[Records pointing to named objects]
━━━━━━━━━━

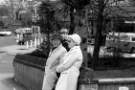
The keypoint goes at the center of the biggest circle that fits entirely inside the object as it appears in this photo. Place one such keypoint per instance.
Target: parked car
(124, 42)
(5, 33)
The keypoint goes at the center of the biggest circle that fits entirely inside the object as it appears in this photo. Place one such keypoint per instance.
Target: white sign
(123, 88)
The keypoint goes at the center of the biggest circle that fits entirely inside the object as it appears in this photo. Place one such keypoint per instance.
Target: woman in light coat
(70, 65)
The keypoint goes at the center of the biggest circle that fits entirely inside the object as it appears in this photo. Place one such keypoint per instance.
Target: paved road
(6, 69)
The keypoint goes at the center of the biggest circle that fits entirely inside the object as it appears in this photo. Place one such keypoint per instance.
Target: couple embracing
(64, 60)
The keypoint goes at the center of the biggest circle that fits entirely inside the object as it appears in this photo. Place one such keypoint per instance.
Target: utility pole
(99, 28)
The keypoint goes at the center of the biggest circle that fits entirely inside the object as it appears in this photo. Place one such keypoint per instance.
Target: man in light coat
(70, 65)
(55, 55)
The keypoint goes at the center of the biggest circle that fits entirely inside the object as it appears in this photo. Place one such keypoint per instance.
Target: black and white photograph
(67, 44)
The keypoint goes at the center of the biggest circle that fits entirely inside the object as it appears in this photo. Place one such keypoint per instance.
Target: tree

━━━━━━━━━━

GOAL |
Copy out every one of the records above word for word, omitting the pictures.

EXPECTED OUTPUT |
The keypoint goes at the center of the biggest circle that fits entirely inside the object as it appears in this photo. Place one such keypoint per instance.
Target: parked car
(124, 42)
(5, 33)
The keypoint goes at the center of the biggest circle that fits entirely inside the object as it appears in this photo. Place one such keypoint per instance.
Target: white sign
(123, 88)
The keypoint goes at the center of the biggest circle that fits entirely inside the object as it appears in this photo. Place one such keypoint per instance.
Target: woman in light coat
(70, 65)
The keypoint goes at the center of the biggest circle that fits entirely inside the object as it appears in this photo. Place one such keypoint per instance.
Target: paved road
(6, 69)
The keypoint goes at the center of the biggest circle that fits entirely inside the object as it appears in this photo. Place one such keypoint per instance.
Target: couple embracing
(64, 60)
The keypoint goes at the center of the biggest circle that fits entirely inside the object as it appears in this photo. Place one such keypoint per instance.
Target: utility pole
(99, 28)
The keypoint goes at the center of the biggest circle that fits entirely inside the object as it appears in this photo. Place one such keypoint per instance.
Target: man in light coat
(70, 65)
(55, 55)
The keypoint goes at the center of the biggest circle that fits entirely inside the object as it appears in this photo. Place one such keypoint per instance.
Target: black and white photograph
(67, 44)
The keypoint goes at the center of the biggest circle that fits entirely inside the object as it appears in this photo. Place one such keypoint per instance.
Target: tree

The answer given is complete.